▶ _DIRECTIONS_
Reproduce the personal account of early childhood below in full, word for word.

▶ _SOURCE_
|---|

I could start at the beginning but I’m not sure how much I remember. I remember bits here and there but it’s a little bit vague before the age of about 8. I have been told some stuff which helps so maybe I’ll start at the beginning and see where it takes me.
I was born in 1972. That means I’m 40 this year! Well old! Except I’m still waiting to grow up ‘cos I don’t think I have yet. Anyway, I was born into a family of 3 so my arrival made 4. I arrived to find I had a mum, a dad and older brother.
I don’t remember but apparently life wasn’t very happy in our house and my parents got divorced when I was 2.
I don’t remember ever living with my dad but mum tells me I was a daddy’s girl. My big brother was 5 so he has some memories but I don’t think they’re all particularly nice ones.
After the split, we lived at my granddads for a while, in the house mum was born in. I think I was happy. I don’t have any memories of not being happy. I do have a few memories of infant school.

|---|

▶ _DATASET CONTENT_
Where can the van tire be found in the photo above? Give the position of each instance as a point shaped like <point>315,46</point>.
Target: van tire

|---|

▶ _EXERCISE RESULT_
I could start at the beginning but I’m not sure how much I remember. I remember bits here and there but it’s a little bit vague before the age of about 8. I have been told some stuff which helps so maybe I’ll start at the beginning and see where it takes me.
I was born in 1972. That means I’m 40 this year! Well old! Except I’m still waiting to grow up ‘cos I don’t think I have yet. Anyway, I was born into a family of 3 so my arrival made 4. I arrived to find I had a mum, a dad and older brother.
I don’t remember but apparently life wasn’t very happy in our house and my parents got divorced when I was 2.
I don’t remember ever living with my dad but mum tells me I was a daddy’s girl. My big brother was 5 so he has some memories but I don’t think they’re all particularly nice ones.
After the split, we lived at my granddads for a while, in the house mum was born in. I think I was happy. I don’t have any memories of not being happy. I do have a few memories of infant school.